Publication: Daily Express


Dafydd Wigley MP complained that an article in The Express on 7 August 1998 headlined "Waste of money, so to speak" was prejudicial and pejorative in breach of Clause 13 (Discrimination) of the Code of Practice.

The complainant objected to an opinion piece in which the columnist Stephen Pollard expressed his views on the Welsh Language Society's apparent demand that Welsh be given equal status to English in the new Welsh Assembly. The columnist described the Welsh Language Society as "nutters" and claimed that Welsh is an almost dead language. He expressed the view that the costs of translation from English to Welsh, and the Welsh Assembly itself, were a "waste of money" and said that English is the only official language of the UK. The complainant said that the article was racial and totally unacceptable.

The newspaper replied that the piece was a political story about the use of tax payers money. It was an example of robust comment and was clearly presented as opinion. They apologised if the complainant was upset by this, but they wished to defend the right of journalists to comment on such political matters.

-.-.-

Please shorten the paragraph of the press complaint that begins "The complainant objected to an opinion piece" into a bulleted list that keeps its main facts. The records that come next have nothing to do with the press complaint.

[Record list]:
-.-.-

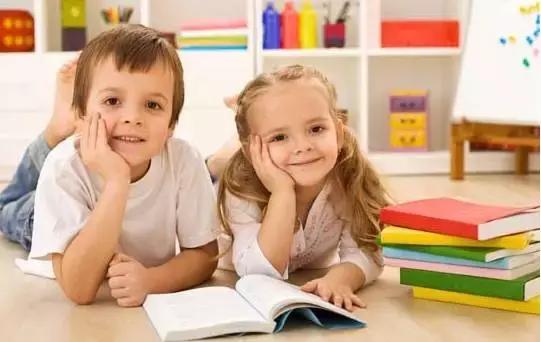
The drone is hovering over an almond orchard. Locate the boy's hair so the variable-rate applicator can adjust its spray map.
[218,65,389,262]
[72,24,184,127]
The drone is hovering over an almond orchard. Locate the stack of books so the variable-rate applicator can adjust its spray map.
[380,198,540,314]
[177,20,248,50]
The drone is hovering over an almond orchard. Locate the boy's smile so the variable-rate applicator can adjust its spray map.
[86,57,174,181]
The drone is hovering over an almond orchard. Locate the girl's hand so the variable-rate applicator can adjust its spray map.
[107,253,148,307]
[301,276,366,312]
[249,135,295,193]
[79,113,130,182]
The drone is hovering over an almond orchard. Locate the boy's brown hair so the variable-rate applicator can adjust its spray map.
[72,24,184,127]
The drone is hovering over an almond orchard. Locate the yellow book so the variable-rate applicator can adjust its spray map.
[413,287,539,315]
[381,226,539,249]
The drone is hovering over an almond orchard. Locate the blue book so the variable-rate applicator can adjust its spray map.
[383,246,539,270]
[143,274,366,341]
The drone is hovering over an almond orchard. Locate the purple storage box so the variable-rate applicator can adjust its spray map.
[390,96,426,113]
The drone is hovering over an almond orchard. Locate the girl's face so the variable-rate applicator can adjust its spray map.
[248,79,339,187]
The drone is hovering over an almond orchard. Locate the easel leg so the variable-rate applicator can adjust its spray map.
[515,146,528,175]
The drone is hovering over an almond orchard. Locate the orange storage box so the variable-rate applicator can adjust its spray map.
[0,10,34,52]
[381,20,459,47]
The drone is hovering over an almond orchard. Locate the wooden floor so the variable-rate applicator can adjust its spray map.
[0,174,539,342]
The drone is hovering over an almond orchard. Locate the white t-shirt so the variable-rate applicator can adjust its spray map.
[219,182,383,284]
[29,138,219,267]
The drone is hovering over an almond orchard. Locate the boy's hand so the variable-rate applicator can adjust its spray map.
[249,135,295,193]
[80,113,130,182]
[107,253,148,307]
[301,275,366,312]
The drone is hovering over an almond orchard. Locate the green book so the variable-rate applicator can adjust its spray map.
[385,242,539,262]
[400,268,539,301]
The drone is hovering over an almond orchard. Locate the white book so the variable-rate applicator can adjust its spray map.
[143,274,366,341]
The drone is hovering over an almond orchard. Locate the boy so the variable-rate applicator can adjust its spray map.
[5,25,218,306]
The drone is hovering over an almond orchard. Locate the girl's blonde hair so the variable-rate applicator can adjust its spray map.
[218,65,389,261]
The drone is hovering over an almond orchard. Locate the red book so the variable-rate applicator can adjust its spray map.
[380,198,539,240]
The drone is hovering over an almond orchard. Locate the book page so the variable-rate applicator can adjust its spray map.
[235,274,358,320]
[143,287,274,339]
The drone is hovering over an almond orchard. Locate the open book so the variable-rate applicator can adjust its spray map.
[143,274,366,341]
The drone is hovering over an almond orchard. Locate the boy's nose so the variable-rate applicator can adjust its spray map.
[122,109,143,126]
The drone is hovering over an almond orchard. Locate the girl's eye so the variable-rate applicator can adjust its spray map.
[105,97,120,106]
[271,134,286,142]
[310,126,325,133]
[147,101,162,110]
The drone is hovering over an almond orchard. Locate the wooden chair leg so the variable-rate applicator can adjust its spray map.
[515,146,528,175]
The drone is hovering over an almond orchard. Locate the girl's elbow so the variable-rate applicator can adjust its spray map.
[64,289,97,305]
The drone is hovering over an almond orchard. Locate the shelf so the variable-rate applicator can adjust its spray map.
[262,48,361,58]
[368,48,461,57]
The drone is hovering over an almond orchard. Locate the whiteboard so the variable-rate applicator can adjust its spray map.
[453,0,541,125]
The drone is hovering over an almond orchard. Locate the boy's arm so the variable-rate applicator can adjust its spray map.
[52,181,129,304]
[147,241,218,293]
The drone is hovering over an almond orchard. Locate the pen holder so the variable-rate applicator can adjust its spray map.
[323,23,346,48]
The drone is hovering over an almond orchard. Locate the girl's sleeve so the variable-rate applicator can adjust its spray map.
[29,159,93,259]
[338,228,383,286]
[226,193,288,279]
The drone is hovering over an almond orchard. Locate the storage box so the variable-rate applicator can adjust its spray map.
[381,20,459,47]
[0,10,34,52]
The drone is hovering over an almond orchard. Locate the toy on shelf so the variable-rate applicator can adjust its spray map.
[280,1,299,49]
[381,20,459,48]
[101,6,133,25]
[299,0,317,49]
[61,0,86,51]
[177,19,248,51]
[389,90,428,151]
[0,10,34,52]
[263,1,280,49]
[323,1,351,48]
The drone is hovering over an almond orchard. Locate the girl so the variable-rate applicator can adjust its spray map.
[218,65,389,311]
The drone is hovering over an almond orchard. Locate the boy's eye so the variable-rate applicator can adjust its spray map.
[310,126,325,133]
[105,97,120,106]
[147,101,162,110]
[271,134,286,142]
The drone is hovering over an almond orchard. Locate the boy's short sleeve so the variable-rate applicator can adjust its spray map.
[177,145,220,248]
[29,158,92,259]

-.-.-

[Response to this task]:
- The complainant objected to an opinion piece by columnist Stephen Pollard about the Welsh Language Society's apparent demand that Welsh have equal status with English in the new Welsh Assembly.
- Pollard called the Welsh Language Society "nutters" and claimed Welsh is an almost dead language.
- He called the costs of English-to-Welsh translation, and the Welsh Assembly itself, a "waste of money."
- He said English is the UK's only official language.
- The complainant said the article was racial and totally unacceptable.